SET TASK – Copy out the lines below, changing "Pins" to "Marks" each time it appears and keeping everything else as is.

INPUT –

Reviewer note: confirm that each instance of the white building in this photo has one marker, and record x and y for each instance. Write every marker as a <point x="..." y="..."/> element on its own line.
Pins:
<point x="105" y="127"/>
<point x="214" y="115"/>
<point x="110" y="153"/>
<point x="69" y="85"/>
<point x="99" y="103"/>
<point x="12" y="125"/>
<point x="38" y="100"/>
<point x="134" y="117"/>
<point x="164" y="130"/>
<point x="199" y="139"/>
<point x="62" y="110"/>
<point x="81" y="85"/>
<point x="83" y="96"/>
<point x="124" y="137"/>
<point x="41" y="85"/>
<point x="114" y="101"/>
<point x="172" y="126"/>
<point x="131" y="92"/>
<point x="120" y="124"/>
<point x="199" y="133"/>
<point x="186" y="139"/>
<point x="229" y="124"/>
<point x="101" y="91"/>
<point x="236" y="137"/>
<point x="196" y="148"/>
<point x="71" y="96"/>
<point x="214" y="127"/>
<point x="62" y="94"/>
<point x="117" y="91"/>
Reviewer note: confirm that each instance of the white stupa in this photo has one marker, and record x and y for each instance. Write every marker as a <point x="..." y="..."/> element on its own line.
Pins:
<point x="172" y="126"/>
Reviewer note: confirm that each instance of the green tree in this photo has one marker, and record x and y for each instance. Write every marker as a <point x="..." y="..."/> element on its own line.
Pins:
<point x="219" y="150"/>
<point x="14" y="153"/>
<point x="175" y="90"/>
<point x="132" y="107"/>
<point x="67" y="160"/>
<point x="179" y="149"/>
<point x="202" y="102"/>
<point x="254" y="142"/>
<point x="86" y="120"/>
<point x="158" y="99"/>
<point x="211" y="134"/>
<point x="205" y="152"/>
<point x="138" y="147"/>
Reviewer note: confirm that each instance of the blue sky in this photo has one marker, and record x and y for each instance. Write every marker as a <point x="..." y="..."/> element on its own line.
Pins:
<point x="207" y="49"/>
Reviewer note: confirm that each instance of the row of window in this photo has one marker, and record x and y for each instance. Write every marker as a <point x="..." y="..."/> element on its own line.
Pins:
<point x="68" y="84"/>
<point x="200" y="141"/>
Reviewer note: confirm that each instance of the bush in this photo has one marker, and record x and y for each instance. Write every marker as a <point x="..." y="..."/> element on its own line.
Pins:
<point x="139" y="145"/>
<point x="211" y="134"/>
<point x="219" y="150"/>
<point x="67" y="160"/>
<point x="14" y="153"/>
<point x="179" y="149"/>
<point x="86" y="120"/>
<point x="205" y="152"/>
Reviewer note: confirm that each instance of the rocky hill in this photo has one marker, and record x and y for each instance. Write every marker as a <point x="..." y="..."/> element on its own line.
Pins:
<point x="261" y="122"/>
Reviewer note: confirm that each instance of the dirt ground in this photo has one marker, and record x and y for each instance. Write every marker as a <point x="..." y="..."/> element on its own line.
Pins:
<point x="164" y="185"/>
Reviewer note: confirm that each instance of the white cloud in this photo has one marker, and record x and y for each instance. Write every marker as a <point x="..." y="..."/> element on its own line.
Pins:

REPLY –
Reviewer note: confirm that each instance of the white building in this photo has one marker, and record x and y for each instance. Write every marker as a <point x="..." y="..."/> element on its own line.
Marks:
<point x="105" y="127"/>
<point x="214" y="115"/>
<point x="110" y="153"/>
<point x="69" y="85"/>
<point x="99" y="103"/>
<point x="12" y="125"/>
<point x="38" y="100"/>
<point x="134" y="117"/>
<point x="164" y="130"/>
<point x="199" y="139"/>
<point x="62" y="110"/>
<point x="81" y="85"/>
<point x="83" y="96"/>
<point x="124" y="137"/>
<point x="41" y="85"/>
<point x="114" y="101"/>
<point x="172" y="126"/>
<point x="131" y="92"/>
<point x="120" y="124"/>
<point x="199" y="133"/>
<point x="186" y="139"/>
<point x="229" y="124"/>
<point x="101" y="91"/>
<point x="236" y="137"/>
<point x="196" y="148"/>
<point x="71" y="96"/>
<point x="214" y="127"/>
<point x="62" y="94"/>
<point x="117" y="91"/>
Reviewer note: confirm that each instance of the white stupa in this photo has one marker, and record x and y for each instance. Write every marker as a <point x="..." y="..."/> element on its own line.
Marks:
<point x="172" y="126"/>
Reviewer note: confirm that each instance of the green tree in this photo has one marker, and record x and y for each instance. Write every marker as a <point x="..." y="..."/> element on its own line.
Marks:
<point x="219" y="150"/>
<point x="14" y="153"/>
<point x="175" y="90"/>
<point x="132" y="107"/>
<point x="67" y="160"/>
<point x="179" y="149"/>
<point x="202" y="102"/>
<point x="254" y="142"/>
<point x="86" y="120"/>
<point x="158" y="99"/>
<point x="211" y="134"/>
<point x="205" y="152"/>
<point x="138" y="147"/>
Reviewer note: confirm that each instance of the blue sky in this photo has one marker, and record x and y for each instance. Write every marker as a <point x="..." y="..."/> element on its own line.
Marks:
<point x="207" y="49"/>
Reviewer note: confirm that each instance of the row of window in this photo has one marker, and record x and y for each instance. Write every marker as a <point x="..." y="..."/> element on its own line.
Marks:
<point x="68" y="84"/>
<point x="200" y="141"/>
Reviewer note: confirm that each instance of the bush in this photo has one marker, and record x and y for each instance. Write every marker as a <point x="..." y="..."/> element on its own line.
Marks:
<point x="139" y="145"/>
<point x="211" y="134"/>
<point x="219" y="150"/>
<point x="67" y="160"/>
<point x="14" y="153"/>
<point x="179" y="149"/>
<point x="86" y="120"/>
<point x="205" y="152"/>
Reviewer note: confirm that each instance of the rocky hill in this photo has one marker, and record x and y for each instance. Write every marker as a <point x="..." y="..."/> element on its own line.
Marks:
<point x="261" y="122"/>
Reviewer note: confirm that each instance of the dirt ground in this photo has one marker, and record x and y for each instance. Write every marker as a <point x="..." y="..."/> element on its own line.
Marks:
<point x="164" y="185"/>
Reviewer note: confirm that each instance of the white cloud in this photo has one marker, and record x and y for each instance. Write every marker as a <point x="..." y="..."/> element on its own line.
Marks:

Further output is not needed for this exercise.